### [Texto proporcionado]

La recreación de las carreras ciclistas también parece forzada y algo histérica en ocasiones: carreras que son explosiones de locura desde la salida, ciclistas que derrapan en cada curva, espectadores que aúllan, chorros de adrenalina. Estas exageraciones son más o menos habituales en las películas, sobre todo estadounidenses, cuando necesitan reflejar en escenas brevísimas que este deporte es emocionante. Son licencias narrativas, digamos que aceptables.

La película ofrece una selección muy escueta pero correcta de los episodios deportivos de Armstrong -interpretado por un Ben Foster muy convincente-, y ofrece buenos guiños: desde las ráfagas iniciales de los héroes legendarios del Tour en blanco y negro, hasta el detalle fugaz de los tres ciclistas azules que atacan en tromba durante una clásica belga –y que los aficionados identificarán con Argentin, Furlan y Berzin, los tres del equipo Gewiss, los tres discípulos del doctor Ferrari, en aquella exhibición escandalosa que inauguró la época de la EPO.

The Program lo explica bien: Armstrong se sumó a aquel programa y lo sofisticó más que nadie con una red extensa de cómplices, hasta que se le fue de las manos por un exceso de ambición.

Ahora, entre los escombros de su historia, aún se podría rescatar un fragmento luminoso que ni los guionistas ni quizá el propio Armstrong recuerden: el resultado de su primera carrera como ciclista profesional. Debutó en la Clásica de San Sebastián de 1992, el día en que una tormenta negra barrió las laderas del monte Jaizkibel y casi la mitad de los ciclistas se retiraron en desbandada hacia los hoteles. Los espectadores de aquel día no lo olvidarán, porque vieron pasar al último grupito de corredores náufragos y tuvieron que esperar un cuarto de hora más bajo el diluvio: faltaba un ciclista, que venía descolgadísimo. Era un chaval que subía empapado, zarandeado por el viento, iluminado por los faros del coche escoba, empeñado en terminar su primera carrera aunque fuera de noche. Era Armstrong, con 21 años. Llegó al Boulevard donostiarra a 26 min y 56 s del vencedor Raúl Alcalá, y a 15 min del penúltimo. Armstrong tenía ya una historia: la de un magnífico perdedor.

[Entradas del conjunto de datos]
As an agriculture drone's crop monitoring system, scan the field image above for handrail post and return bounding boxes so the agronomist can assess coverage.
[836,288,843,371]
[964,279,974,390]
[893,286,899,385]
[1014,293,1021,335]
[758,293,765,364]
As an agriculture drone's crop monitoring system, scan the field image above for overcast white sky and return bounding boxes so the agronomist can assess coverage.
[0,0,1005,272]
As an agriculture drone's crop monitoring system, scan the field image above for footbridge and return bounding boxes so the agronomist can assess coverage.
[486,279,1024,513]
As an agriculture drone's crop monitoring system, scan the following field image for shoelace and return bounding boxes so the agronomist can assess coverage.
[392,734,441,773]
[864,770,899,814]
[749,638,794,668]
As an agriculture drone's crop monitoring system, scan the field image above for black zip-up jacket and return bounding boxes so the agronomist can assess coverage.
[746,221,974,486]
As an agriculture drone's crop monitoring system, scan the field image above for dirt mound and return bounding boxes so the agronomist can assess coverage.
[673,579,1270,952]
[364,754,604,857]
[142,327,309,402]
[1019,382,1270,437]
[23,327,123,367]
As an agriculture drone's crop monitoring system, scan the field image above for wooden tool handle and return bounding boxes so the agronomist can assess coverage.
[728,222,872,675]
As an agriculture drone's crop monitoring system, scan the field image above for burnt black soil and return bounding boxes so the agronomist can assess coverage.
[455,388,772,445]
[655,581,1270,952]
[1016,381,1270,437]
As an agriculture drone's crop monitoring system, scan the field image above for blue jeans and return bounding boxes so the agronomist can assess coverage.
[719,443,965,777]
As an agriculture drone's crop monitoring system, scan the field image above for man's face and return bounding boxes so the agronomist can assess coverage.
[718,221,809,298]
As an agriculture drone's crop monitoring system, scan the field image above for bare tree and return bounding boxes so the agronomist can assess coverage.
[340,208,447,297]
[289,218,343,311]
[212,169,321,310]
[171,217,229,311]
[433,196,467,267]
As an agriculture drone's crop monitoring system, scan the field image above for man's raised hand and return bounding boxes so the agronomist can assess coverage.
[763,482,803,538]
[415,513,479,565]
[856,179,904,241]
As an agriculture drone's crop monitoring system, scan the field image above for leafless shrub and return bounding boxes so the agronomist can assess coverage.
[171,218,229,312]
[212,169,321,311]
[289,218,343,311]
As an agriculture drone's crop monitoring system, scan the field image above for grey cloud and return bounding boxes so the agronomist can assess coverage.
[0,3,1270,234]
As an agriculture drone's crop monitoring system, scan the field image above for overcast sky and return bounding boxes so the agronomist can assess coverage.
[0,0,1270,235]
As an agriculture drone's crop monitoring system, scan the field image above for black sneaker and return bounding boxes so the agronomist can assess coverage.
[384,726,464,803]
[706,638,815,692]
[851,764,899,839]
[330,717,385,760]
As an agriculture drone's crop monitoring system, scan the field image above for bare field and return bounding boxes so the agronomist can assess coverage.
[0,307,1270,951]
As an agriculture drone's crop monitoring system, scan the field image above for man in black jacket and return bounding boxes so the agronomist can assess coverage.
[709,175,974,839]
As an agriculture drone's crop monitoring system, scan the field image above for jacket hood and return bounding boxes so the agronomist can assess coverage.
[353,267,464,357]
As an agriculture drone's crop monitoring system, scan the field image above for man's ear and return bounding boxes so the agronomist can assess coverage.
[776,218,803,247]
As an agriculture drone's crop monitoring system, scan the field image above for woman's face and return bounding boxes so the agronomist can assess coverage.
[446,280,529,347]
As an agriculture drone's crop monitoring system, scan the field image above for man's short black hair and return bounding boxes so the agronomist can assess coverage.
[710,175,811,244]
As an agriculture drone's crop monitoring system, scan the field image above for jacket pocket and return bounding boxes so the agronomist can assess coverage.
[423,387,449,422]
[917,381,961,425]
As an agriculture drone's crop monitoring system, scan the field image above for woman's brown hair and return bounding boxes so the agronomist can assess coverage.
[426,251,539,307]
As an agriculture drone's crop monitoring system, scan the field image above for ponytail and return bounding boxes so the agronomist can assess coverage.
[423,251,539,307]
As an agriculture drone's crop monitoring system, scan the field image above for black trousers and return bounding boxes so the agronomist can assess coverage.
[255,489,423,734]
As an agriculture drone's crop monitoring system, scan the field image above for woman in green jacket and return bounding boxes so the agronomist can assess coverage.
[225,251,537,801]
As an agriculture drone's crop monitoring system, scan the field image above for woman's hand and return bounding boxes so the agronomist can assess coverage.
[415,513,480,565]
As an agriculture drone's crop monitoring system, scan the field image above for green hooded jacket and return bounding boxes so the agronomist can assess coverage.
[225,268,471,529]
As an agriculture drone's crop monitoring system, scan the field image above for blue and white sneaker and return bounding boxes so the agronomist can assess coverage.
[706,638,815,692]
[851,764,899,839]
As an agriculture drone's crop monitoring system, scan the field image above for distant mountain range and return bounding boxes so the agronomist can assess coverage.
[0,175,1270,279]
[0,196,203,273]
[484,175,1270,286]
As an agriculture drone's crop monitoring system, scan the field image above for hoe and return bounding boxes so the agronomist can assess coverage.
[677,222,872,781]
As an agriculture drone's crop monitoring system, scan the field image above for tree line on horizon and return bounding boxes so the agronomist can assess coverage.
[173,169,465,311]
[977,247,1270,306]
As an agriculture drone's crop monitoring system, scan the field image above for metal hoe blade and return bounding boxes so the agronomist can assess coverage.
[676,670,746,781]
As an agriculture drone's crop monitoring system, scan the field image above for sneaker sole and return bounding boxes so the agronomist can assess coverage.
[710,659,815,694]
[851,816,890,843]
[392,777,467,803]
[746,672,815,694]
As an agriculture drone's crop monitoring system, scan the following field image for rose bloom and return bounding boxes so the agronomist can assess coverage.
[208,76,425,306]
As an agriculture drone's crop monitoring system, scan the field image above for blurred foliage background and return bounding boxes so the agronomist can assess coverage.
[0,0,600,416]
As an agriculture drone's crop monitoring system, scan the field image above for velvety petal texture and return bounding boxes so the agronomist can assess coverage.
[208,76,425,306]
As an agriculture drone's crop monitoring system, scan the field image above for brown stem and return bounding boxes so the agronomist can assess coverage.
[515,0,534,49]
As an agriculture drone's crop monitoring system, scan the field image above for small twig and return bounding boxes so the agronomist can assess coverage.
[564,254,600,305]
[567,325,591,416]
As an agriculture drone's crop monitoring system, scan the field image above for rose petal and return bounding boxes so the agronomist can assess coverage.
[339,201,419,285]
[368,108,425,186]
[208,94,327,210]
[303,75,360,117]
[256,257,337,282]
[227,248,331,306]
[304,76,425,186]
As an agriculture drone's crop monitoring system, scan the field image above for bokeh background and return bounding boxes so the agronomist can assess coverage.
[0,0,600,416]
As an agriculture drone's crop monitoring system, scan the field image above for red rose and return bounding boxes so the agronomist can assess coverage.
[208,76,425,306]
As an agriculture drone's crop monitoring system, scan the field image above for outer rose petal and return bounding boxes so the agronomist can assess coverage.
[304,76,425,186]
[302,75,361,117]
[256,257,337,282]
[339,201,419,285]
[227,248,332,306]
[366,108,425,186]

### [Consigna A]
Cita literalmente el tramo del texto sobre la película de Armstrong que va desde "La película ofrece" hasta "exceso de ambición.".
### [Consigna B]
Continúa el texto sobre la película de Armstrong a partir de su última oración.

### [Respuesta escrita A]
La película ofrece una selección muy escueta pero correcta de los episodios deportivos de Armstrong -interpretado por un Ben Foster muy convincente-, y ofrece buenos guiños: desde las ráfagas iniciales de los héroes legendarios del Tour en blanco y negro, hasta el detalle fugaz de los tres ciclistas azules que atacan en tromba durante una clásica belga –y que los aficionados identificarán con Argentin, Furlan y Berzin, los tres del equipo Gewiss, los tres discípulos del doctor Ferrari, en aquella exhibición escandalosa que inauguró la época de la EPO.

The Program lo explica bien: Armstrong se sumó a aquel programa y lo sofisticó más que nadie con una red extensa de cómplices, hasta que se le fue de las manos por un exceso de ambición.

### [Respuesta escrita B]
Con eso, obviamente, no le bastaba. Prometió volver a San Sebastián y ganar esta carrera: lo cumplió al cabo de tres años. Y así se fue embarcando en una especie de tragedia griega: el héroe semidivino que deslumbraba en las primeras batallas, que cayó herido, que venció a la muerte y se hizo consciente de su potencia extraordinaria. Entonces desafió a los dioses -a los dioses del ciclismo, que siempre castigaron la ambición de quienes intentaron ganar un sexto Tour: Anquetil, Merckx, Hinault, Induráin-. Y hasta pareció vencer. En el momento de mayor gloria, después de vestirse el séptimo maillot amarillo en París, Armstrong anunció que se retiraba imbatido y tomó el micrófono ante el Arco del Triunfo: “Lo siento mucho por los escépticos, por quienes no creen en los milagros”.

Los dioses son siempre retorcidos: le dieron a Armstrong una ambición tan poderosa como para ganarlo todo, por encima de cualquier dolor y cualquier escrúpulo, y tan poderosa como para que no pudiera apagarla nunca. No sabía vivir retirado. Volvió a por más Tours, enfadó a un antiguo compañero despechado y así desencadenó el desastre. Si se hubiera quedado en casa con sus siete maillots amarillos, probablemente no habría destruido su historia. Pero Armstrong nunca se quedó en casa, ni cuando estaba casi muerto ni cuando ya estaba en la leyenda: eso fue su poder y su perdición.